Required work:
Below are some records. How many of their lines contain the string "woman"? Give the number only.

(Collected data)
________________________
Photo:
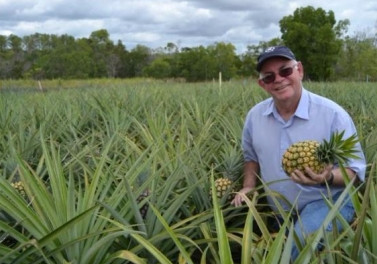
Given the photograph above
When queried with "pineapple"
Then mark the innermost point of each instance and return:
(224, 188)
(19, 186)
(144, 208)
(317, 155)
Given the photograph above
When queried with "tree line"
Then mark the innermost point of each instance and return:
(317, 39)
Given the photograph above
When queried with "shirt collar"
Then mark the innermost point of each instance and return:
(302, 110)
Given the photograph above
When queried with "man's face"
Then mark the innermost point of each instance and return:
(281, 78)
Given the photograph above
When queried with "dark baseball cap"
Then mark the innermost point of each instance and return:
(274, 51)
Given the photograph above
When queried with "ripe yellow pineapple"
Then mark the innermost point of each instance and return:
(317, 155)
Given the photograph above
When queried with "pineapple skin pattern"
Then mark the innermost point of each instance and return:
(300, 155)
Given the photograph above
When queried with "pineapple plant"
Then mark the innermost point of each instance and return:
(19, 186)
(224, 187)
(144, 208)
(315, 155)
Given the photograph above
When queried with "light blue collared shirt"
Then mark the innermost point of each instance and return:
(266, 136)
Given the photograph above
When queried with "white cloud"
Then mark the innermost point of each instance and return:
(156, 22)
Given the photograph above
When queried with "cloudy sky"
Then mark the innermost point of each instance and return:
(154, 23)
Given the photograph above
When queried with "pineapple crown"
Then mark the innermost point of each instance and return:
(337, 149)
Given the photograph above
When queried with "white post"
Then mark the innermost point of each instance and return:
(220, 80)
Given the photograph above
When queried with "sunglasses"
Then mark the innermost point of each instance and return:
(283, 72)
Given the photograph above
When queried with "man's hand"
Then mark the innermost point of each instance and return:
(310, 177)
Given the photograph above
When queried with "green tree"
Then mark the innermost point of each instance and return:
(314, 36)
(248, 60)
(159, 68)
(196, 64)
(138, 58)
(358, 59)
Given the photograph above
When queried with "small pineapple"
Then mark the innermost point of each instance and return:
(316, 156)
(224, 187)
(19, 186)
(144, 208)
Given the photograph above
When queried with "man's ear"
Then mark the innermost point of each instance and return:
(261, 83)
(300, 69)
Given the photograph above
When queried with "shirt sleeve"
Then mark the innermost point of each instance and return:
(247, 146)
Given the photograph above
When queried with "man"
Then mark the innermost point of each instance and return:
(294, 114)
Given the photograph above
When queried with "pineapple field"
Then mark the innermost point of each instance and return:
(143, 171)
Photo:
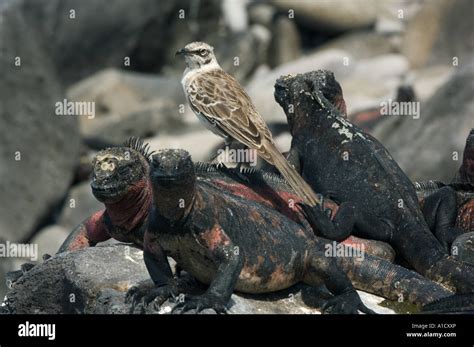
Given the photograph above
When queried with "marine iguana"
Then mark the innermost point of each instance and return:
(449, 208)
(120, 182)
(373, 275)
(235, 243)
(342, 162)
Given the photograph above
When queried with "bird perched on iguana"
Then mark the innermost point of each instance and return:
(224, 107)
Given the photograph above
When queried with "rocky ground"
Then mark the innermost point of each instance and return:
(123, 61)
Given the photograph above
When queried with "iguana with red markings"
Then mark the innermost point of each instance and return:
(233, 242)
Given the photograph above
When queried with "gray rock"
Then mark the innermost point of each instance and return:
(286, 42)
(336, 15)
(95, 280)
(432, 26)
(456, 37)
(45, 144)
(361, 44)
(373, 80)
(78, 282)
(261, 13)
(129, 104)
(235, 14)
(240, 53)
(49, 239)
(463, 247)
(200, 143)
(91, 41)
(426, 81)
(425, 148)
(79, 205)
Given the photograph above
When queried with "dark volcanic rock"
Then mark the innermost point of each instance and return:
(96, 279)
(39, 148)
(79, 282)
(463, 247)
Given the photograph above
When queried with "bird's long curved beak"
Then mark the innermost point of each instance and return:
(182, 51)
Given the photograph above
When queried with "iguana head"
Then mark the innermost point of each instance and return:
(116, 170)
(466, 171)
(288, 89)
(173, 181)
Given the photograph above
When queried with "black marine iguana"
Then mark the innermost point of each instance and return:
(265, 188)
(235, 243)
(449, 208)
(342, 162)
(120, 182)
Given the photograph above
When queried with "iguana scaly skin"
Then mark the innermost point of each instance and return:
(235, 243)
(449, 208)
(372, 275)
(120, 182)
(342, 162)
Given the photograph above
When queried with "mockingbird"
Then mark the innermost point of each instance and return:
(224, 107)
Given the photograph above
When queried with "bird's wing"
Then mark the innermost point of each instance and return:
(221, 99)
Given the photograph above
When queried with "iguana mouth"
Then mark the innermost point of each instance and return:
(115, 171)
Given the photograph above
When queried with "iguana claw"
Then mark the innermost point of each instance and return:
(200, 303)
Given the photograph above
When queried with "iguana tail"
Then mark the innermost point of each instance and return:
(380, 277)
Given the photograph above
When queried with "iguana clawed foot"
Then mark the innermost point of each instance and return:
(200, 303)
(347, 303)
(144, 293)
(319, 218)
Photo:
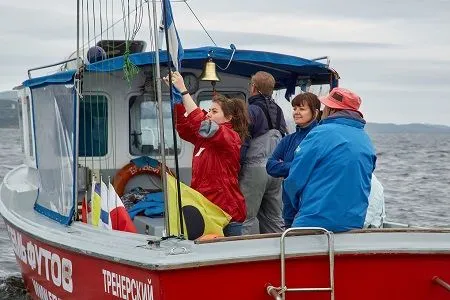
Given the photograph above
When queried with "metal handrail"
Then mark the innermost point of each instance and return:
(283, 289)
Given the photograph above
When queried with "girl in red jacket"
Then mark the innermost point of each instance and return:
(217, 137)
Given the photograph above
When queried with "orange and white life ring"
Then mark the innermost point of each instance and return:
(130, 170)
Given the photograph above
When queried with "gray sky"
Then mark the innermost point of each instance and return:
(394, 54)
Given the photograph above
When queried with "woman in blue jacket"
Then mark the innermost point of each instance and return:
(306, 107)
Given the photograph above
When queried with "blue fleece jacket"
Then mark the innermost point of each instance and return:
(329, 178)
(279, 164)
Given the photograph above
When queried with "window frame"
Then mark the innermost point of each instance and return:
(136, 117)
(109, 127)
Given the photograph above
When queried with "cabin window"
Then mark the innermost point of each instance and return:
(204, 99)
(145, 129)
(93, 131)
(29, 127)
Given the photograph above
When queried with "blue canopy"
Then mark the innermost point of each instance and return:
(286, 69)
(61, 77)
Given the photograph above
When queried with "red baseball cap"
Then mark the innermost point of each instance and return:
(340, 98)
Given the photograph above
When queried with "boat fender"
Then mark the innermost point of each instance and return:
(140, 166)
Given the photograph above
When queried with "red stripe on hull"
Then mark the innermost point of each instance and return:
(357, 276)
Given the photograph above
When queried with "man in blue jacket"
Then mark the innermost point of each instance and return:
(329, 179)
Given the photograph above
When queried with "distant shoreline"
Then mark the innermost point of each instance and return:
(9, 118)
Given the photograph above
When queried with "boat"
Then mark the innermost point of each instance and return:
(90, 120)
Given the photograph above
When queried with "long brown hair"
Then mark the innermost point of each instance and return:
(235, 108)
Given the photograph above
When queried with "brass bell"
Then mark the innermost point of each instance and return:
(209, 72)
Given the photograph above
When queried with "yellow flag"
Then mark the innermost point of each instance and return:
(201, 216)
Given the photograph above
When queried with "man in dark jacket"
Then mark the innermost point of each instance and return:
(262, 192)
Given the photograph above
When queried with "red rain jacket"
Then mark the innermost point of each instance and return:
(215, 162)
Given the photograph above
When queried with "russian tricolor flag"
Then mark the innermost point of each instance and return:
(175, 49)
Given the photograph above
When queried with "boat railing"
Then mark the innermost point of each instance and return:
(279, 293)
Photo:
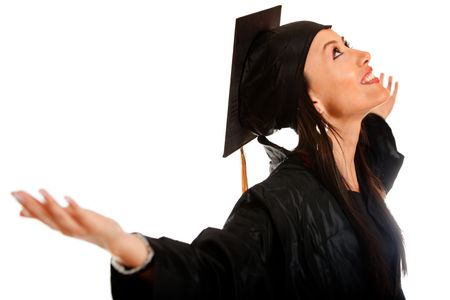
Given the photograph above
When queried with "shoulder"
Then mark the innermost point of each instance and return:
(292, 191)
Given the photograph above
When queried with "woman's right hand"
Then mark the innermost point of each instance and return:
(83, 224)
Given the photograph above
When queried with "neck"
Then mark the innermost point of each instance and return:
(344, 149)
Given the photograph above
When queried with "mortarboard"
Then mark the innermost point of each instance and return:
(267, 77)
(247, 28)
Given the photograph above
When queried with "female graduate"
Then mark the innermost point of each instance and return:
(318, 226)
________________________
Result for this exercise:
2